## Source document
──────────

Context Awareness doesn't add complexity. It reduces risk.

When you understand the system you're operating in:

  • You spot dependencies before they become blockers
  • You anticipate changes before they derail you
  • You align your work with what actually matters to the organization
  • You build relationships with people who can help (or hurt) your project

You're not adding work. You're working smarter.


Connecting the Dots

Context Awareness is about pattern recognition across the organization.

Ask yourself:

  • What other projects are happening right now? Do they overlap with mine? Compete for the same resources? Depend on similar stakeholders?
  • What's leadership talking about? What themes keep coming up in all-hands meetings or executive updates?
  • What's changing in our market or industry? Are there trends that make my project more or less critical?
  • Who else cares about this problem? Are there allies I haven't connected with yet?
  • What's the political landscape? Who has influence? Where are the power dynamics shifting?

These aren't distractions. They're the system.

And when you understand the system, you can navigate it.

──────────

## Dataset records
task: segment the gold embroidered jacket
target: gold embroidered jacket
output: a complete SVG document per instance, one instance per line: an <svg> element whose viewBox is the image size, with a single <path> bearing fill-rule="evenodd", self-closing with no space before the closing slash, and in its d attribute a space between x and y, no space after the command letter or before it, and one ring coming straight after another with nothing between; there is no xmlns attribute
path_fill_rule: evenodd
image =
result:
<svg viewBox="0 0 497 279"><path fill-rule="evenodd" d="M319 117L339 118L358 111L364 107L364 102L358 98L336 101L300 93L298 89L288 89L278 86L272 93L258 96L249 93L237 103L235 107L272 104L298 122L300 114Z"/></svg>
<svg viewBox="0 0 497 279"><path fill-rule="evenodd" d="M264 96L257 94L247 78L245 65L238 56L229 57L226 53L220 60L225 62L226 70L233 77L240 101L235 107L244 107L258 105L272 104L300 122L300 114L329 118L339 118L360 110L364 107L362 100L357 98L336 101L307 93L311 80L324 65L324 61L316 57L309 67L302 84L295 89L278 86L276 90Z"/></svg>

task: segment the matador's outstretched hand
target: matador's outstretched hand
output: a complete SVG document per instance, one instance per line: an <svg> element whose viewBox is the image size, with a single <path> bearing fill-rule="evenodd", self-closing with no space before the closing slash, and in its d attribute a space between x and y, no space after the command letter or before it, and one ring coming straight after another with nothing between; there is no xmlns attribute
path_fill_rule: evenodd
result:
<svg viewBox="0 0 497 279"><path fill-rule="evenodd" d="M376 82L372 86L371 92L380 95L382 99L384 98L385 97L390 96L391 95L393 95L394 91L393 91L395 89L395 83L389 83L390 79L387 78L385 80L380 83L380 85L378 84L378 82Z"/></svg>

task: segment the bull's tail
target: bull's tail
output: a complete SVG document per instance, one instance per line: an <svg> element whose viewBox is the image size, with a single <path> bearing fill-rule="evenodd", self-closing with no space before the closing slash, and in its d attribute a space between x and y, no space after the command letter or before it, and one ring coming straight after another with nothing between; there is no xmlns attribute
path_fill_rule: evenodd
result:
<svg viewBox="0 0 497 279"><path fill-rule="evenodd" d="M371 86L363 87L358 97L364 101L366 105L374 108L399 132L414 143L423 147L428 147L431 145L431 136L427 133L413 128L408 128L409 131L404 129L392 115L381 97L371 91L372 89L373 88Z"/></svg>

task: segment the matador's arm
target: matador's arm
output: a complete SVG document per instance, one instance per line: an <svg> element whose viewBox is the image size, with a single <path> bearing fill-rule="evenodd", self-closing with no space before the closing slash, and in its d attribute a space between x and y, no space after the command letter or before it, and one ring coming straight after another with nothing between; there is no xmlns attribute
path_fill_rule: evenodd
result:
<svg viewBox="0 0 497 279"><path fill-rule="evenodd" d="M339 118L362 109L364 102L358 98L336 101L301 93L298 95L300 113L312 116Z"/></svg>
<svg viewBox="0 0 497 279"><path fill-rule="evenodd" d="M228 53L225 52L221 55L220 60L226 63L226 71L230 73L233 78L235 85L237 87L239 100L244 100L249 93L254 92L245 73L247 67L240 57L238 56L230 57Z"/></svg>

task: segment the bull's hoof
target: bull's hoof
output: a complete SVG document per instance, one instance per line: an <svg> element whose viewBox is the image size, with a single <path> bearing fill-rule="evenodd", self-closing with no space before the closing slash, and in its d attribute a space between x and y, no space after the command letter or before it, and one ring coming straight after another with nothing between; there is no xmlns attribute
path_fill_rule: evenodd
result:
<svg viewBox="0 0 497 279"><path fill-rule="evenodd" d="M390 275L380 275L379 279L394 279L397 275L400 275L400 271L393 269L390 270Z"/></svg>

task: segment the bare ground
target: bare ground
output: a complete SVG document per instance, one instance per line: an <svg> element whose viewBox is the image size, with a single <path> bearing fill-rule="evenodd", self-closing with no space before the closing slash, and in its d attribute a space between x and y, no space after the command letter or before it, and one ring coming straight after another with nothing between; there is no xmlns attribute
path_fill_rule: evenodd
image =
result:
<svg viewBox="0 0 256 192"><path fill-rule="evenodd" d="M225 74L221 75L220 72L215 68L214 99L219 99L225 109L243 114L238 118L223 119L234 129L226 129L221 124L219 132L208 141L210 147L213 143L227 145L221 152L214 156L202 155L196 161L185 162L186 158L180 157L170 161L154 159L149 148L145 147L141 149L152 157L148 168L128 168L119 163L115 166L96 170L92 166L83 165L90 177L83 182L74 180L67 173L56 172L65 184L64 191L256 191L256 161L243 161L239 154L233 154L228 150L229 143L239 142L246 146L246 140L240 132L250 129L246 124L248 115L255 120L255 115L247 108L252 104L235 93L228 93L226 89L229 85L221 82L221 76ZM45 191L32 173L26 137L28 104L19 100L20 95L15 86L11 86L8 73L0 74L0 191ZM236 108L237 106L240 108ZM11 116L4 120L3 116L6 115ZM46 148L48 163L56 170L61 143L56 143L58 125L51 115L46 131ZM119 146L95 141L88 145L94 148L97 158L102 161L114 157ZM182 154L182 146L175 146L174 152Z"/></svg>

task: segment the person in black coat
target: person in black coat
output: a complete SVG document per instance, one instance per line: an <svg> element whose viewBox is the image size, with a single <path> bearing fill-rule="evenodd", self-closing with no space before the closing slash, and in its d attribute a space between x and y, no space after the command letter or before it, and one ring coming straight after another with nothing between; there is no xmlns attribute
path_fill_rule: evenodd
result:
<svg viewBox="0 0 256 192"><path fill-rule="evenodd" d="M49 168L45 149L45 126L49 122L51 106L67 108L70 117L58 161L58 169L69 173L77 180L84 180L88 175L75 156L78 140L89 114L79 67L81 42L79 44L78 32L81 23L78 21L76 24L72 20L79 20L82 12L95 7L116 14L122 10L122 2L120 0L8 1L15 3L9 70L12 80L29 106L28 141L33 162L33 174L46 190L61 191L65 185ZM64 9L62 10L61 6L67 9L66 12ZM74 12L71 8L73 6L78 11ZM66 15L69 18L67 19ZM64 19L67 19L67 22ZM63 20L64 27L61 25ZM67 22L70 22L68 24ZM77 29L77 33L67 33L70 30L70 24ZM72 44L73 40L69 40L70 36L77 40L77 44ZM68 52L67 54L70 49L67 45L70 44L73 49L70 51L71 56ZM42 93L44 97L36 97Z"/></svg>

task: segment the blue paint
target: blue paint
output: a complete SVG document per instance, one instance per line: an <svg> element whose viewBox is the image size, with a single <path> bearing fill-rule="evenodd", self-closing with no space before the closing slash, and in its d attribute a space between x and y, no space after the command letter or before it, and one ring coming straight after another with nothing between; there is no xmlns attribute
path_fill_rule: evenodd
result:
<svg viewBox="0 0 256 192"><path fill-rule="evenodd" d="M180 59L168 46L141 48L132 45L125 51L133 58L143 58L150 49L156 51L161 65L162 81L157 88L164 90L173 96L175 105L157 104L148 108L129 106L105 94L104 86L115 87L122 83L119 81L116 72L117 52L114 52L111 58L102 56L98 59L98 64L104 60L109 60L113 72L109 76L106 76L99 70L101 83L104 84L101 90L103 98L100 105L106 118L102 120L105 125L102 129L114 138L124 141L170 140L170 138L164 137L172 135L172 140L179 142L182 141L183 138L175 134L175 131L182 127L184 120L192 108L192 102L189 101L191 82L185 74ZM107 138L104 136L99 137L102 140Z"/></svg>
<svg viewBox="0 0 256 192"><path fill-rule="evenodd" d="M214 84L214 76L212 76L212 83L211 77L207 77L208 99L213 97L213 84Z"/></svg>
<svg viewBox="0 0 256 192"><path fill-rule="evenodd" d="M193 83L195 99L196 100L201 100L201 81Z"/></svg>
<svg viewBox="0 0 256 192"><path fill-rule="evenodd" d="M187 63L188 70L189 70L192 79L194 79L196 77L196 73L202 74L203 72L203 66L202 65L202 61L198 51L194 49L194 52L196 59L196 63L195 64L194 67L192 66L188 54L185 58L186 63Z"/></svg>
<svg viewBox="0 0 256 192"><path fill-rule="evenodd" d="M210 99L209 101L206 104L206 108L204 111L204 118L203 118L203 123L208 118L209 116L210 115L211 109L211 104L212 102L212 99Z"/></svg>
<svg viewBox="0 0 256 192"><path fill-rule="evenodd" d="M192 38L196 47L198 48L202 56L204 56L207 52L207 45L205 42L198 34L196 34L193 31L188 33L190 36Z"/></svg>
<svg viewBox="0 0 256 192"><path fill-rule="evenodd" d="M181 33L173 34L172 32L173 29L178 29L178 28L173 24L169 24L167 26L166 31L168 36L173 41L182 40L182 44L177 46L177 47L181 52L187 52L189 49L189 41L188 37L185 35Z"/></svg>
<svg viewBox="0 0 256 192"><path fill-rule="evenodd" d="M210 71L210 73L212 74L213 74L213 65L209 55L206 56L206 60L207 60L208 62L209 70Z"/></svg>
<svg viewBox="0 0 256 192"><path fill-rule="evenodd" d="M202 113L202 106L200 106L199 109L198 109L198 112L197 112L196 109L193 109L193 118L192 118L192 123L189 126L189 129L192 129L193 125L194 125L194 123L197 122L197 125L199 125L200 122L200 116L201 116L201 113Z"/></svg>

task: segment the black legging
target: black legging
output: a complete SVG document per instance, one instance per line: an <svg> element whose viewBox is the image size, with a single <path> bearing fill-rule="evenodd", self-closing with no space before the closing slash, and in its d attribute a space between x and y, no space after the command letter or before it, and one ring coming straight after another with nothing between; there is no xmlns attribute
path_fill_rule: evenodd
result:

──────────

## Parts of the exercise
**a.** Decide whether each statement agrees with the passage on Context Awareness, answering yes or no and quoting the deciding words of the passage: (i) Context Awareness adds complexity; (ii) Context Awareness is described as pattern recognition across the organization; (iii) the passage calls the questions to ask yourself distractions.
**b.** Write out the part of the Context Awareness passage starting at "You're not adding" and ending at "or executive updates?", and swap "leadership" for "management".

## Solutions to the tasks
**a.**
(i) No: "Context Awareness doesn't add complexity."
(ii) Yes: "Context Awareness is about pattern recognition across the organization."
(iii) No: "These aren't distractions."

**b.**
You're not adding work. You're working smarter.


Connecting the Dots

Context Awareness is about pattern recognition across the organization.

Ask yourself:

  • What other projects are happening right now? Do they overlap with mine? Compete for the same resources? Depend on similar stakeholders?
  • What's management talking about? What themes keep coming up in all-hands meetings or executive updates?